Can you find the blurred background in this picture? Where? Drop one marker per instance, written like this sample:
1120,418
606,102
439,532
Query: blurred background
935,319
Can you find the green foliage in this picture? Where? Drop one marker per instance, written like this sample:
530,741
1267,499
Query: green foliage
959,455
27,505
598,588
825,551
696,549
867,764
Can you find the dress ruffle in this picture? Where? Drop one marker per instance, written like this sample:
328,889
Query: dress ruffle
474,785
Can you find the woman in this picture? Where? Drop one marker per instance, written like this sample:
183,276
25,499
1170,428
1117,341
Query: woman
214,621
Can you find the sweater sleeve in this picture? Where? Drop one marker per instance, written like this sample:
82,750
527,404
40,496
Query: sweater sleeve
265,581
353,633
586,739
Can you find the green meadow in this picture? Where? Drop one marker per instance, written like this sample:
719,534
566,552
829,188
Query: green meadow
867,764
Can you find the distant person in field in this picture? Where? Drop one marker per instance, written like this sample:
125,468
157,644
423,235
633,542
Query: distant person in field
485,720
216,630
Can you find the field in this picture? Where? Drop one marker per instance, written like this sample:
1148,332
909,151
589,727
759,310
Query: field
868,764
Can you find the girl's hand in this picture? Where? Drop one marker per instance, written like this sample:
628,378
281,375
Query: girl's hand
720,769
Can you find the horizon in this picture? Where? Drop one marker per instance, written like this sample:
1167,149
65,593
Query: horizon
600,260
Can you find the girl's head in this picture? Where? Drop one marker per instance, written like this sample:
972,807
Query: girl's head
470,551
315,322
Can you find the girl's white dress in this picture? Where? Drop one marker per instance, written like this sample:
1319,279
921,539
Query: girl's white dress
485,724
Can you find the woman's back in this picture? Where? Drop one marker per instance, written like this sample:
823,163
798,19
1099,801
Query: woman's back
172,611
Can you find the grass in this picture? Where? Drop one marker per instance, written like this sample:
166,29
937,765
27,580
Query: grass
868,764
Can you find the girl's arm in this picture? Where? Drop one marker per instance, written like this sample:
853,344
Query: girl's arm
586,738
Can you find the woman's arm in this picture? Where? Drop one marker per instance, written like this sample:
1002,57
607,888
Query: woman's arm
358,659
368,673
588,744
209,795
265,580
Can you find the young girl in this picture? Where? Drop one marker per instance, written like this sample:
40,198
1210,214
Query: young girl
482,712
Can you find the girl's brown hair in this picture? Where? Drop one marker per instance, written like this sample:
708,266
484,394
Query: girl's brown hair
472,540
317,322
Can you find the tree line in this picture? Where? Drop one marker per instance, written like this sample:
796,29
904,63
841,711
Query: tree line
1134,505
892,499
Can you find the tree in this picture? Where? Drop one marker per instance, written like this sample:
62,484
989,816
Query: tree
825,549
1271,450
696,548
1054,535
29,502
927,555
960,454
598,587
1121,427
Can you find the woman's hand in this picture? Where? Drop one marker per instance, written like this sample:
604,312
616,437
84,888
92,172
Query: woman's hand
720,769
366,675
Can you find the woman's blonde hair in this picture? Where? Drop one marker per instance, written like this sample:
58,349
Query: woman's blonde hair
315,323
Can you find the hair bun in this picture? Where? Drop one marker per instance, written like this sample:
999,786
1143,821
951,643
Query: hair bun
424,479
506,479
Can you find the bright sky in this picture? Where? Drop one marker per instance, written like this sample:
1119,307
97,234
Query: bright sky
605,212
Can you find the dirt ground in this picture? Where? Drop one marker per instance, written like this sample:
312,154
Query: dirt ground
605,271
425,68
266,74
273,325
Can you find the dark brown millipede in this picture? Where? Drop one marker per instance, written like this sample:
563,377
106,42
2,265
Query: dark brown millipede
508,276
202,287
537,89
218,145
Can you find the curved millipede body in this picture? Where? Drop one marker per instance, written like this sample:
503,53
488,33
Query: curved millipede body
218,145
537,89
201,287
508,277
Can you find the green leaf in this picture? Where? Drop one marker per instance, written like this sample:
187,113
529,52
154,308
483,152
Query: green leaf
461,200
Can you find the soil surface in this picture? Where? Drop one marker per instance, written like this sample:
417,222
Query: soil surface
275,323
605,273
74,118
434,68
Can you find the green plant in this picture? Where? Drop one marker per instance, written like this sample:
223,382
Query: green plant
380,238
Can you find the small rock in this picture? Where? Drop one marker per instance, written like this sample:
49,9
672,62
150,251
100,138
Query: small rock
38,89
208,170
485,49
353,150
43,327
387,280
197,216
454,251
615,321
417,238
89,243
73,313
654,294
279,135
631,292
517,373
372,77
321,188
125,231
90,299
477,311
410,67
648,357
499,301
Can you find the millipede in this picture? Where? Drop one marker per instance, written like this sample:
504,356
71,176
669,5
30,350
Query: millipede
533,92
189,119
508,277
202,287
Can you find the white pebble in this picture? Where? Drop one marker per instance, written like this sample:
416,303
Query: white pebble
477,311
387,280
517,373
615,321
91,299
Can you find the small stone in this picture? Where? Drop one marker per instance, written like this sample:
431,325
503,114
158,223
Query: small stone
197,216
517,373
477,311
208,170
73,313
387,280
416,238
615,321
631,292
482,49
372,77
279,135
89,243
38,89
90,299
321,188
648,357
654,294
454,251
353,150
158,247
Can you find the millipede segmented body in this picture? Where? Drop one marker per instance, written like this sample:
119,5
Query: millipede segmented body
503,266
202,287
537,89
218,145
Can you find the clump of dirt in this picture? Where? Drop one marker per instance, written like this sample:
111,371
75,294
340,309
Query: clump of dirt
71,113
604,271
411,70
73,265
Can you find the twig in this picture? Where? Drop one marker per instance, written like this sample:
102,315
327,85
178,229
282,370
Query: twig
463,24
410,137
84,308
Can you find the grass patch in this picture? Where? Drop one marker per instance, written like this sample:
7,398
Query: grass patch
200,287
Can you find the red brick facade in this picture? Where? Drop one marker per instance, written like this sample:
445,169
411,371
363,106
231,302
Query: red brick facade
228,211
○ ○ ○ ○
:: Work required ::
Extract all the material, leaving every line as it is.

:: Task output ::
Can you find the blurred background in this picture? Where? Drop one marker per instance, written like this sample:
1120,418
606,102
439,532
Query: blurred background
935,319
Can you find the green foliage in this picture? Where? Drop one marker per instance, written like this sample:
530,741
1267,499
Query: green foliage
959,455
27,505
598,588
825,551
696,549
867,764
Can you find the dress ruffle in this picture? Where? Drop one marker per instance, written like this sample:
328,889
Query: dress ruffle
474,785
Can you find the woman in this picture? Where? Drop one marker per instance, written like this sample:
183,276
25,499
1170,428
1117,341
Query: woman
214,621
Can you find the sweater sleeve in this picture? Where? Drop one marker per instance, written like this sample:
82,750
527,404
40,496
Query: sweater sleeve
265,581
353,633
586,739
Can you find the green meadow in this picture? Where? Drop one marker per instance, written like this sample:
719,534
566,552
829,188
Query: green meadow
867,764
Can you find the distant person in field in this picture? Where? Drop one marker per instance, written like this sample:
125,468
157,644
423,235
633,542
Query: distant person in field
485,720
216,630
Can you find the field in this picture? Where? Drop one marker per instance, written like this sample:
1148,332
909,151
589,727
759,310
Query: field
868,764
Can you find the girl's hand in this picture? Where? Drop one marker per instance, written like this sample:
628,378
281,375
Query: girl's hand
720,769
Can you find the horizon in this picture? Where? Drop one marker per instance, written like this sample:
1167,149
65,593
Query: horizon
600,260
Can you find the girl's head in this picture? Where? Drop one marker per instance, written like this sample:
972,807
Query: girl's head
470,551
315,322
Can you find the girl's white dress in this picture? Where? Drop one marker per instance, written like this sample:
1319,279
921,539
Query: girl's white dress
485,724
Can you find the woman's back in this picture? Where? Drop one marker per instance, written like this sample:
823,163
798,19
1099,801
Query: woman's back
172,611
Can you find the grass in this picture? Where? Drop one marker per instance, written like this sample:
166,29
937,765
27,580
Query: grass
868,764
Can you find the girl's arm in this picture? Where? Drop one marker per instance, written like this sample:
853,344
Query: girl's arm
586,738
Can you find the woman's arm in this picture? Where? Drop one marker per instance, written like this sample:
1002,57
607,888
Query: woman's arm
358,659
368,673
588,744
209,795
265,580
Can you find the young girl in this picture? Where? Drop one marker per instance, written like this sample:
40,198
1210,214
Query: young girl
482,712
Can you find the girl's brown hair in this picture? Where? Drop one marker per instance, written like this sample:
708,266
484,394
Query: girl's brown hair
472,540
317,322
Can you find the tree line in this picture? Where? Drop one marker per instance, written like this sample:
796,29
904,63
841,711
Query: tree line
1134,505
892,499
Can you find the tree in this picture? Where? Drop one marker per instance, written like this sample:
62,484
989,816
Query: tree
825,549
1271,450
696,548
1054,535
29,502
927,555
960,454
598,587
1121,427
Can you find the woman's hand in this picture? Where? Drop one marker per instance, written like this sample:
604,312
616,437
84,888
92,172
Query: woman's hand
720,769
366,675
Can you find the woman's blonde hair in this picture? Where? Drop one marker per instance, written like this sample:
58,349
Query: woman's blonde hair
315,323
Can you find the hair bun in this picture? Where? Drop one marker per instance, written like this sample:
999,786
1143,821
951,643
Query: hair bun
424,479
506,479
Can you find the bright sky in this picture? Where? Drop one marker per instance, written like this sample:
1119,307
97,234
Query: bright sky
605,212
Can you find the dirt ground in this picture? Where? Drop one marker per instance, written like this sample:
312,154
Query: dirt ground
605,271
425,68
266,74
273,325
Can you find the dark brown millipede in this picture? Where? Drop one marker per instance, written like this sample:
563,377
106,42
2,265
Query: dark brown millipede
508,276
202,287
537,89
218,145
Can you find the curved millipede body in this picture? Where? Drop one marker per instance, written like this sample:
503,53
488,33
Query: curved millipede body
218,145
537,89
201,287
508,277
Can you find the green leaf in this picture? Where? Drop one marker per instance, written like this sample:
187,113
529,52
154,308
483,152
Query: green leaf
461,200
Can you find the soil surface in this picture? Where? Drop one marker per instance, written like this sample:
417,222
Query: soil surface
275,323
605,273
74,118
434,68
Can you find the green plant in this picture? Where? Drop one marker per instance, written like this sample:
223,382
Query: green plant
380,238
Can you find the small rock in this picture? Where? Drop one marker per instance, written like this sample:
49,9
672,62
150,251
100,138
Query: small rock
38,89
208,170
485,49
353,150
43,327
387,280
197,216
454,251
615,321
417,238
89,243
73,313
654,294
279,135
631,292
517,373
372,77
321,188
125,231
90,299
477,311
410,67
648,357
499,301
Can you find the millipede in this picture? Where? Drop one marker per instance, written like this sample:
504,356
71,176
669,5
30,350
Query: millipede
533,92
189,119
508,277
202,287
Can you find the white pebble in this picture? Where? Drop one marker per instance, written like this sample:
416,303
Query: white pebble
477,311
387,280
517,373
615,321
91,299
Can you find the small stone in this picture? Where? Drop one marker per instance, written like this sample:
431,325
503,114
158,223
Query: small stone
197,216
517,373
477,311
208,170
73,313
387,280
416,238
615,321
631,292
482,49
372,77
279,135
89,243
38,89
90,299
321,188
648,357
654,294
454,251
353,150
158,247
Can you find the millipede segmented body in this picture? Where? Drop one marker per instance, written like this sample:
119,5
Query: millipede segmented body
503,266
202,287
537,89
218,145
Can you find the clump of dirt in this picture? Where? Drop one marker per instance, written like this sample:
111,371
75,294
340,309
Query: clump of dirt
71,113
604,271
411,70
73,265
Can you find the twig in this picture? Where? Drop one marker per instance, written like this sample:
102,315
327,85
178,229
282,370
Query: twig
463,24
410,137
84,308
Can you find the grass patch in this picture? Where? Drop one marker per instance, written like this sample:
7,398
Query: grass patch
200,287
Can you find the red brick facade in this picture? Where? Drop one marker per instance, written like this sample:
445,169
411,371
363,106
231,302
Query: red brick facade
228,211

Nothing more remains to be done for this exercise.